Texte fourni:

--------

Faire bouger les lignes
A la tête de l’Union Africaine, le président sénégalais devra poursuivre le dialogue pragmatique avec les partenaires et s’impliquer dans la recherche et la consolidation de la paix. Souvent invité à représenter le continent au sommet du G7 ou encore à plaider les causes du continent à la tribune de l’Assemblée générale de l’ONU, le Président Macky SALL arrivera-t-il à faire bouger les lignes ?
En 2020, au tout début de la pandémie, il avait appelé contre l’avis de certaines agences de notation et au déplaisir des jeunes panafricanistes à l’annulation de la dette africaine. Au terme d’un débat fécond, le FMI a mis en branle son programme historique de 650 milliards de dollars de DTS, le premier depuis 2009, pour les États membres. Ce geste du FMI s’accompagne des mécanismes de transfert de DTS des pays riches vers ceux en développement qu’on n’a certes peu vu mais qui n’en constituent pas moins une innovation financière internationale.

--------

Données extraites:

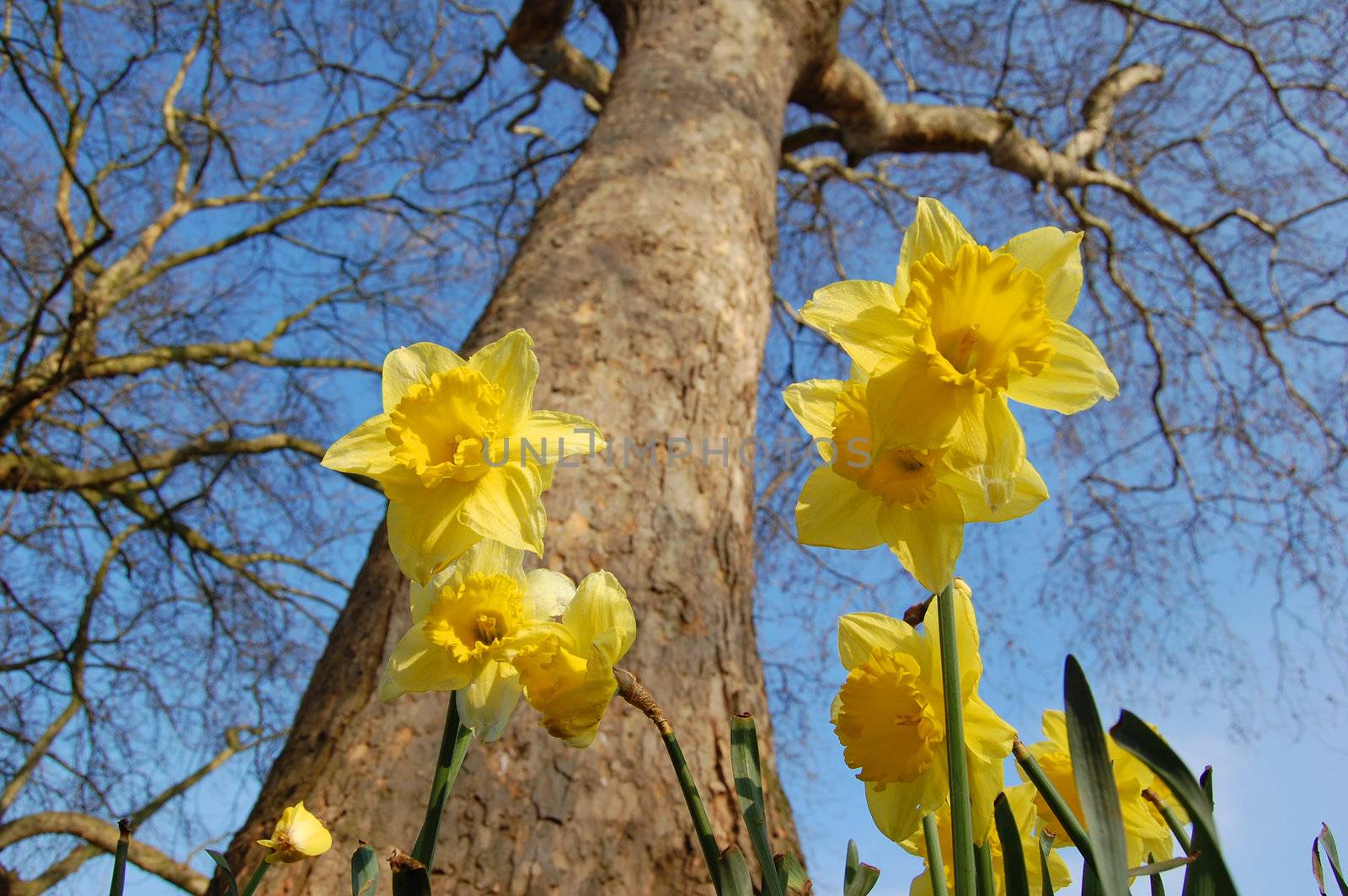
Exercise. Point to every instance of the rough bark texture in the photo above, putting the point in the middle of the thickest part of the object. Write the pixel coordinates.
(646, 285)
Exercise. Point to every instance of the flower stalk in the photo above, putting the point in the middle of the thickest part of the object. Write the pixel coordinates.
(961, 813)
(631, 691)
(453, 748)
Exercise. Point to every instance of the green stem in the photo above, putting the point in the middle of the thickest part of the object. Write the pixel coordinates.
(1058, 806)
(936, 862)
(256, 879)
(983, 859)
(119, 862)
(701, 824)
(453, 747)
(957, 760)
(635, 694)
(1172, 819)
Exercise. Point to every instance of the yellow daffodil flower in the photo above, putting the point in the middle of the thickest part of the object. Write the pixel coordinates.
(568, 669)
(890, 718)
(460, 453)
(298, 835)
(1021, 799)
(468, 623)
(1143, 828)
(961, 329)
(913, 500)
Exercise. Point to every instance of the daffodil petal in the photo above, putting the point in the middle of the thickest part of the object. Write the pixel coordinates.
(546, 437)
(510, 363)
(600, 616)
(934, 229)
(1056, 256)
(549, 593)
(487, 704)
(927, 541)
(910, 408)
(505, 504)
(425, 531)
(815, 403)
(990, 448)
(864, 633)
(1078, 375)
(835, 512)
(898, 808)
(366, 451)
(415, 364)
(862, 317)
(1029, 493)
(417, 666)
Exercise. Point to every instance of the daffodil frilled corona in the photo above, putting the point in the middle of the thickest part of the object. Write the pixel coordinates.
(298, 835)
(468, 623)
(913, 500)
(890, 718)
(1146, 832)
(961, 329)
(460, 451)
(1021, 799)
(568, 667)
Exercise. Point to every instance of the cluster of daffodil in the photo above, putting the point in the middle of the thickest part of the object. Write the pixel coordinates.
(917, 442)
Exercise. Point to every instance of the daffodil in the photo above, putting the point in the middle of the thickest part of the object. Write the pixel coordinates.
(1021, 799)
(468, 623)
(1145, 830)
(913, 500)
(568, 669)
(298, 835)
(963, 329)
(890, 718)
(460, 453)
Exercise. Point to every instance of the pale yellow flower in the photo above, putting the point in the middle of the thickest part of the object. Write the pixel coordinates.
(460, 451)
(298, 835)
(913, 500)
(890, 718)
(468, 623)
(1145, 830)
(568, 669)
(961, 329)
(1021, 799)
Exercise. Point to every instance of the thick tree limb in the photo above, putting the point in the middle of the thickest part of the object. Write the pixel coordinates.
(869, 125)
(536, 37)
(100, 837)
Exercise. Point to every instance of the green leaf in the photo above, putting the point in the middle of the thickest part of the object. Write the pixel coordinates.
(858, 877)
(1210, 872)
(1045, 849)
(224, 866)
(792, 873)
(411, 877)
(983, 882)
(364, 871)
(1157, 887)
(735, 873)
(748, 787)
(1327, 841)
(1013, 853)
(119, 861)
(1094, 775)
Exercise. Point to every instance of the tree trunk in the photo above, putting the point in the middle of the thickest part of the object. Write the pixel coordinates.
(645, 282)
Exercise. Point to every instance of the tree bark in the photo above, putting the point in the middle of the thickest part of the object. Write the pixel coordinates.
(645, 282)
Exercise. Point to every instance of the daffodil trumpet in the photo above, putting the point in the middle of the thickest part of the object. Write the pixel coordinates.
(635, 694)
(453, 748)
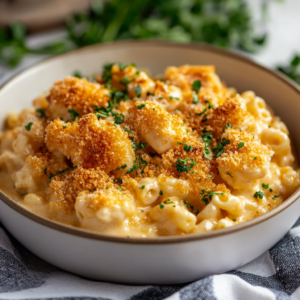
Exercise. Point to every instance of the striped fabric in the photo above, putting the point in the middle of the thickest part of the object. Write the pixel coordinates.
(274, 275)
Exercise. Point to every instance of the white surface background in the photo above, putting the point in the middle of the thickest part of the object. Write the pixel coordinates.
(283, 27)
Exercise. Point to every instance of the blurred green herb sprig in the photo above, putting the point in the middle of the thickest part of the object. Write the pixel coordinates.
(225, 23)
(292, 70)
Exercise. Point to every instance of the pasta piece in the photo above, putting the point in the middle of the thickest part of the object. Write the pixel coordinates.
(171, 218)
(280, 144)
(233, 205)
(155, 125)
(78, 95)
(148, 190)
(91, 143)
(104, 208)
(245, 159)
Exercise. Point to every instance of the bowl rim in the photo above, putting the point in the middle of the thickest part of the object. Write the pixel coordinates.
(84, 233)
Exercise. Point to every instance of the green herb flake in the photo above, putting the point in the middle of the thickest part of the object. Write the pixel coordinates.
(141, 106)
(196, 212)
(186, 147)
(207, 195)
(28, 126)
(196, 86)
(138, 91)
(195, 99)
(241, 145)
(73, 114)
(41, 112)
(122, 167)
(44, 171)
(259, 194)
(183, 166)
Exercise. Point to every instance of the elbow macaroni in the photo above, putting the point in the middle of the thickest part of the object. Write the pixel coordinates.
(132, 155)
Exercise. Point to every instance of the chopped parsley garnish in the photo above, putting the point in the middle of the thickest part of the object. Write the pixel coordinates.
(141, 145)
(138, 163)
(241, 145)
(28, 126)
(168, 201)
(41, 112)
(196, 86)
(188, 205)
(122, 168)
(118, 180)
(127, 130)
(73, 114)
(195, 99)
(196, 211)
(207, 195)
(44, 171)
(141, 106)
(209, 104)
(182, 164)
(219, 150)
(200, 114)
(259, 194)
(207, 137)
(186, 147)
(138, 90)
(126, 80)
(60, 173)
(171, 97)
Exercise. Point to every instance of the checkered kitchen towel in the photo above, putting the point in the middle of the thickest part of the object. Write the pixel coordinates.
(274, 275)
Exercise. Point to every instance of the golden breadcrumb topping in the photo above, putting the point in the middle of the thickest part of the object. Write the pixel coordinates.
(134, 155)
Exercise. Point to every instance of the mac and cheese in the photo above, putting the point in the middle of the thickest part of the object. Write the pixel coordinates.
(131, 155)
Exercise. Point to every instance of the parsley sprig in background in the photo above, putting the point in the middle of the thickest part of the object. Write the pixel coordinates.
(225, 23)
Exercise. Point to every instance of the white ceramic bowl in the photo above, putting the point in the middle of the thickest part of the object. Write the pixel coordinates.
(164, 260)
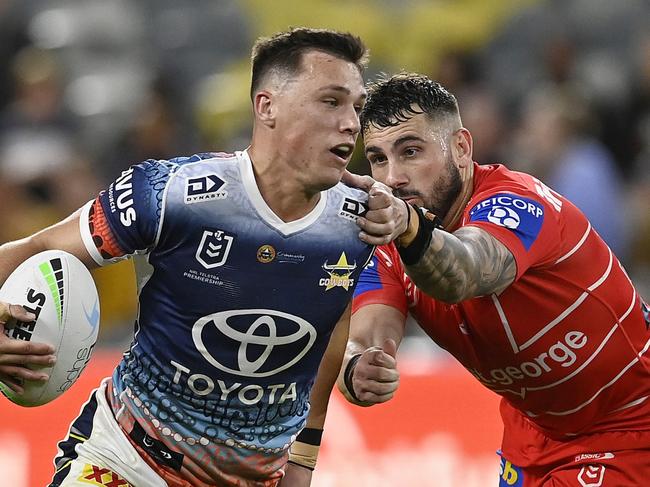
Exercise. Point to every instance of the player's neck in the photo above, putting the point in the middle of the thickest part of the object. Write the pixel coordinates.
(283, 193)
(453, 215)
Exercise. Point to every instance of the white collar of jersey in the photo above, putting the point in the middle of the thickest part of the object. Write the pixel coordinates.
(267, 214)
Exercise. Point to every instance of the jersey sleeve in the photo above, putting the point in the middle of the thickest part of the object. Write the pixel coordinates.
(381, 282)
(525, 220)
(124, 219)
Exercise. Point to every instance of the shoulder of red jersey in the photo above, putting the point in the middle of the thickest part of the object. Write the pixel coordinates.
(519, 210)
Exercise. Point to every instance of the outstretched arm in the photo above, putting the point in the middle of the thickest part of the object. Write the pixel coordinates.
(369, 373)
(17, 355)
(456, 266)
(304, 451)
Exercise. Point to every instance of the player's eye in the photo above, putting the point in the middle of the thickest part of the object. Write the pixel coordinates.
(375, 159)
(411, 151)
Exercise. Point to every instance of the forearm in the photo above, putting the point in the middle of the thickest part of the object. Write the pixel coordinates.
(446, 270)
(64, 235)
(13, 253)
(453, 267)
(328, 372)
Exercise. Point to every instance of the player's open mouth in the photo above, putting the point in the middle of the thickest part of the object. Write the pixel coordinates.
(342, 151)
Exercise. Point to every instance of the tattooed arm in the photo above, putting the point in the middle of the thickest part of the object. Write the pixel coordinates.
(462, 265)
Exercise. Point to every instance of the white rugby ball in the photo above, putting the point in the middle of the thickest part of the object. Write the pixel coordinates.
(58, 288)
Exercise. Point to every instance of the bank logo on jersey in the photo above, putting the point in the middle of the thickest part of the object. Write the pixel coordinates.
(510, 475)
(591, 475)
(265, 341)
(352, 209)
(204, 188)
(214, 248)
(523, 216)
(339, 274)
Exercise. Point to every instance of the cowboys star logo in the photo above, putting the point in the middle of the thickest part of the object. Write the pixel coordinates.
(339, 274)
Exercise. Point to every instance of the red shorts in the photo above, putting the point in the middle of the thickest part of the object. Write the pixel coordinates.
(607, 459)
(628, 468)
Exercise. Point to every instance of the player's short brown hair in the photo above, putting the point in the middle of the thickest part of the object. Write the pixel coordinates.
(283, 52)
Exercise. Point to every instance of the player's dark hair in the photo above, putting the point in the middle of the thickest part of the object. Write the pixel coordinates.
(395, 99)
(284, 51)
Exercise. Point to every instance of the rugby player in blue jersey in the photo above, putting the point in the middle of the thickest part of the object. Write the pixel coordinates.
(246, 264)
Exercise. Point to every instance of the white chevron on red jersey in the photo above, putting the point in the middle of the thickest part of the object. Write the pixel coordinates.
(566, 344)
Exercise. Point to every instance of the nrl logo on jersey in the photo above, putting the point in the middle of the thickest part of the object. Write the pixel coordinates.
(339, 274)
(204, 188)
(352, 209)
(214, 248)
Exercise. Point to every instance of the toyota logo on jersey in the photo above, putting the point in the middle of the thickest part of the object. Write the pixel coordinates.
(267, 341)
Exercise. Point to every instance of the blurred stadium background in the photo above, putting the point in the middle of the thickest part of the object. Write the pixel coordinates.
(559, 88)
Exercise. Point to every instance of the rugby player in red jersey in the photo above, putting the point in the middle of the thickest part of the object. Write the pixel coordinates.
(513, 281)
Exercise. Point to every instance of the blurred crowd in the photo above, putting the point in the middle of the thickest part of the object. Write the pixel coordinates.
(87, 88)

--------

Tâches:
(1) Dans le texte sur Macky Sall à la tête de l'Union africaine, quel est le montant du programme de DTS lancé par le FMI ?
(2) Poursuivez le texte sur Macky Sall à la tête de l'Union africaine après sa dernière phrase.
Les enregistrements proviennent d'une autre source que le texte.

Réponses:
(1) 650 milliards de dollars de DTS.

(2)
Les parts revenues aux pays africains (1,5 milliard de dollars pour la RDC, 650 millions de dollars pour le Sénégal pour ne citer que ces deux exemples) leur ont permis de consolider leur bilan, de soigner leurs réserves de change et, si besoin, de se réserver la possibilité de solliciter le marché financier international à de meilleures conditions.
Fort de sa longue politique de recherche du consensus, le Sénégal est à la diplomatie ce que le Nigéria est à l’économie africaine. C’est quasiment la première puissance diplomatique du continent, escale africaine inévitable de tous les présidents américains élus et au centre des stratégies des puissances émergentes comme la Turquie qui a détrôné la France en devenant le premier partenaire sénégalais aux côtés de la Chine.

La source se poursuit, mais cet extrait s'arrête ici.